Недавно упомянутые воспоминания о разных периодах своей жизни Гёте снабжает строками, сходными по звучанию, но по замыслу автора, они должны контрастировать в плане эмоционального наполнения. Если «Итальянскому путешествию»(1813–1817) сопутствует[HP1] известный античный афоризм: «И я в Аркадии!», призванный проиллюстрировать счастливый, почти беззаботный период жизни автора, то вторая фраза, предшествующая «Компании во Франции 1792 года»(1820–1822): «И я был в Шампани!» проникнута настроением горечи и грусти, вызванным лицезрением неприглядных сцен войны.

Нередки случаи, когда критик таким способом шифрует или же наоборот – раскодирует мысли, которые невозможно или опасно формулировать в открытом виде. Так, например, статье А.В. Дружинина «Критика гоголевского периода русской литературы и наши к ней отношения» (Библиотека для чтения, 1856) предпослан стихотворный эпиграф из стихотворения Некрасова «Памяти приятеля»:

Упорствуя, волнуясь и спеша,

Ты быстро шёл к одной высокой цели!

Название дружининского выступления недвусмысленно корреспондируется с незадолго до этого появившейся статьёй Н.Г. Чернышевского «Очерки гоголевского периода русской литературы» (Современник, 1855–1856). Чернышевский недвусмысленно позиционировал себя в качестве продолжателя дела Белинского. Дружинин стал одним из немногих, кто посмел пойти вразрез с авторитетом «неистового Виссариона», но и он не мог напрямую назвать имени своего оппонента и воспользовался эвфемизмом «критика гоголевского периода», а для того, чтобы у осведомлённых читателей не осталось сомнений, кто имеется в виду, привёл строки Некрасова, адресованные Белинскому. Эпиграф тем самым обозначил нежелательный для цензуры объект критики Дружинина.

Условия задачи:
Продолжите фрагмент об эпиграфах в литературной критике, начав сразу после его последнего предложения.

Записи из источника данных
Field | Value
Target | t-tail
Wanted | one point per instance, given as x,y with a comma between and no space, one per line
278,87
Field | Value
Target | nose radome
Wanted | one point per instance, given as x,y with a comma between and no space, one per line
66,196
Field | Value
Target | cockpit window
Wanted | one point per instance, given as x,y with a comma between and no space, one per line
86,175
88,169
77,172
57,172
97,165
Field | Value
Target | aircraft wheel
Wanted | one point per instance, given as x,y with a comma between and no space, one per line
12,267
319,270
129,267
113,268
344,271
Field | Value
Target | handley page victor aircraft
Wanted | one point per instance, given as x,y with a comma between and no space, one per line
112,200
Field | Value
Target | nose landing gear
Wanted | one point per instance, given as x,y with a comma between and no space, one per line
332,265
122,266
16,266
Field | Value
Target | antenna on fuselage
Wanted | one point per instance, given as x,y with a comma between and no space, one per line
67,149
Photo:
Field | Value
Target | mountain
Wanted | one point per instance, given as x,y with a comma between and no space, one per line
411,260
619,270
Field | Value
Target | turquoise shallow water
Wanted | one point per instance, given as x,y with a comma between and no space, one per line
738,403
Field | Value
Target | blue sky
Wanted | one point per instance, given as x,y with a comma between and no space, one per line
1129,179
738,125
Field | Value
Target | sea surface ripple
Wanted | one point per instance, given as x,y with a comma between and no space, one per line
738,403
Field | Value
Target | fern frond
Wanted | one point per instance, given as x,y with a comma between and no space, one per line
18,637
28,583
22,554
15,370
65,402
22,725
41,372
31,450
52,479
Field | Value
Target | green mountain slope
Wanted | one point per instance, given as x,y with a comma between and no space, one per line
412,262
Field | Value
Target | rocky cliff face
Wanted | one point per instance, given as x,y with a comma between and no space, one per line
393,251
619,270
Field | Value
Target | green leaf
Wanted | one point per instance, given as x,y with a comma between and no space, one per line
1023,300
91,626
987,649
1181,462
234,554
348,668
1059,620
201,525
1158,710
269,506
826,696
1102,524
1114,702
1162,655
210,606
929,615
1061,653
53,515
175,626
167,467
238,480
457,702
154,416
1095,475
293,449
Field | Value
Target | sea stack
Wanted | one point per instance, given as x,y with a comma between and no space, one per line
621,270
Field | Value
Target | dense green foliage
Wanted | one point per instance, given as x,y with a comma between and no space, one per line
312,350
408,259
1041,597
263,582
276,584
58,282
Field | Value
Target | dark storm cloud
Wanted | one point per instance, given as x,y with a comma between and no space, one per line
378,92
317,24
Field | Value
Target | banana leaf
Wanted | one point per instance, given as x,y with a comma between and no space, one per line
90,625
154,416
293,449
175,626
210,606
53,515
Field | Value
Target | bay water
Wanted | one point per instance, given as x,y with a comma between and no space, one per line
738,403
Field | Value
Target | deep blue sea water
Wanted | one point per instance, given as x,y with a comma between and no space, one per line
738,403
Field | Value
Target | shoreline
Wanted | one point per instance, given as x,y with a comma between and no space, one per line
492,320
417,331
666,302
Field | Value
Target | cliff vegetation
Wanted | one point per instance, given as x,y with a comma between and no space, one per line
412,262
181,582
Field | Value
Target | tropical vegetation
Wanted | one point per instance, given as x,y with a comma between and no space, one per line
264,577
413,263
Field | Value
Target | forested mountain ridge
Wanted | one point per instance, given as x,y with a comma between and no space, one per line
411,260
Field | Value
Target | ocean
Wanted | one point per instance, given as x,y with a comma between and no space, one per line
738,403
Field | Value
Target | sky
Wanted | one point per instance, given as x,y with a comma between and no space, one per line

Итоговый результат:
Распространённый случай использования эпиграфов – предпосылка аналитическому тексту строк того, кто стал объектом рассмотрения. В биографической записке Владислава Фелициановича ХОДАСЕВИЧА (1886-1939) «Сологуб» (1928) предпринимается попытка бросить беглый взгляд на эту противоречивую фигуру. Прекрасно понимая, что в кратком очерке невозможно рассмотреть всей парадигмы художественных и идеологических метаний собрата по перу, мемуарист несколькими импрессионистическими мазками лишь намечает пунктирный контур его портрета: «Сологуб кощунствовал и славословил, проклинал и благословлял, воспевал грех и святость, был жесток и добр, призывал смерть и наслаждался жизнью. Всё это и ещё многое можно доказать огромным количеством цитат… Ничто у него ничем не вытеснялось, противоречия в нём уживались мирно, потому что самая наличность их была частью его мировоззрения»[116].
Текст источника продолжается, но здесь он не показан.